[Start Document excerpt]

# info on mario worms



## raven2uk (Jun 16, 2009)

hi, was just wondering what nutritional value mario worms have. we usually feed locust and a few mealies to our beardies, but due to the bank holiday our order is clear well over due and had to pop and get a few from our local pet shop. they didn't have locusts and only crickets which i will not go near. so i asked what else they had, which was offered the mealies and mario worms. they clearly enjoyed them so no problems there, just wondered what they really get from them.


----------



## Nihlus (Jul 15, 2009)

They are more or less the same as mealworms just bigger so you just need to feed less of them.


----------



## raven2uk (Jun 16, 2009)

ok, thanks, just realised they turn in to a beetle. thought they had died so put them into another tube to chuck out no found the freshly hatched hatched beetle in the tub. as they are still white n soft would you feed them or just chuck them


----------



## afeks (Feb 14, 2010)

The beetles are fine to feed, my beardie and bosc make them disappear pretty quickly!


----------



## PowerPie5000 (Apr 13, 2010)

Is it Mario or Morio worms? Anyway if they are the large type then they have a tendancy to bite when swallowed... you might want to hold them using tweezers and pop it's head just as your lizard grabs it. I've also heard stories about Morio worms trying to chew their way out from inside a lizard, but i have no idea whether this is true?

[End Document excerpt]

Set task A >> Duplicate the passage of the forum thread about mario worms from "ok, thanks, just" to "(Feb 14, 2010)".
Set task B >> Pick up the forum thread about mario worms after its final sentence and keep writing it.
The lines after this come from a separate source, not from the forum thread about mario worms.

[Start Stored data]

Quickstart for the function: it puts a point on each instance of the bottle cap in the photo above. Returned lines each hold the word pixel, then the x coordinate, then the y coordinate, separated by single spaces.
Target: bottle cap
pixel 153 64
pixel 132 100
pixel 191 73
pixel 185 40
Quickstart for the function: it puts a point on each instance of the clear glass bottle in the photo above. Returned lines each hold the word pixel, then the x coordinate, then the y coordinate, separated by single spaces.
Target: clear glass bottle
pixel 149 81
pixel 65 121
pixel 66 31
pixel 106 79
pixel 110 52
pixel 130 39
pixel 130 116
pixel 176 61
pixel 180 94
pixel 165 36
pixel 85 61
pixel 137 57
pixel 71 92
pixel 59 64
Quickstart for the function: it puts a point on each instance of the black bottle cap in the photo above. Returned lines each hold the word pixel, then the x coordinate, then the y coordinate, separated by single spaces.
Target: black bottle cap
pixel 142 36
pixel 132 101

[End Stored data]

Final result A >>
ok, thanks, just realised they turn in to a beetle. thought they had died so put them into another tube to chuck out no found the freshly hatched hatched beetle in the tub. as they are still white n soft would you feed them or just chuck them


----------



## afeks (Feb 14, 2010)

Final result B >>
----------



## NBLADE (Apr 11, 2007)

PowerPie5000 said:


> Is it Mario or Morio worms? Anyway if they are the large type then they have a tendancy to bite when swallowed... you might want to hold them using tweezers and pop it's head just as your lizard grabs it. I've also heard stories about Morio worms trying to chew their way out from inside a lizard, but i have no idea whether this is true?


 
completely untrue, is a myth and was about mealworms, as people believed mealworms had more chitin in the exo skeleton making them hard to digest and they ate there way back out, this isn't true, mealworms have similar chitin levels to crickets and locusts, and can't survive the stomache acids, the myth was started after a lizard died, and the mealworms ate there way into a dead lizard, then ate there way back out, which if you ever put a mouse carcass in a pot of meal worms you see how quick they are in it and eating it all up.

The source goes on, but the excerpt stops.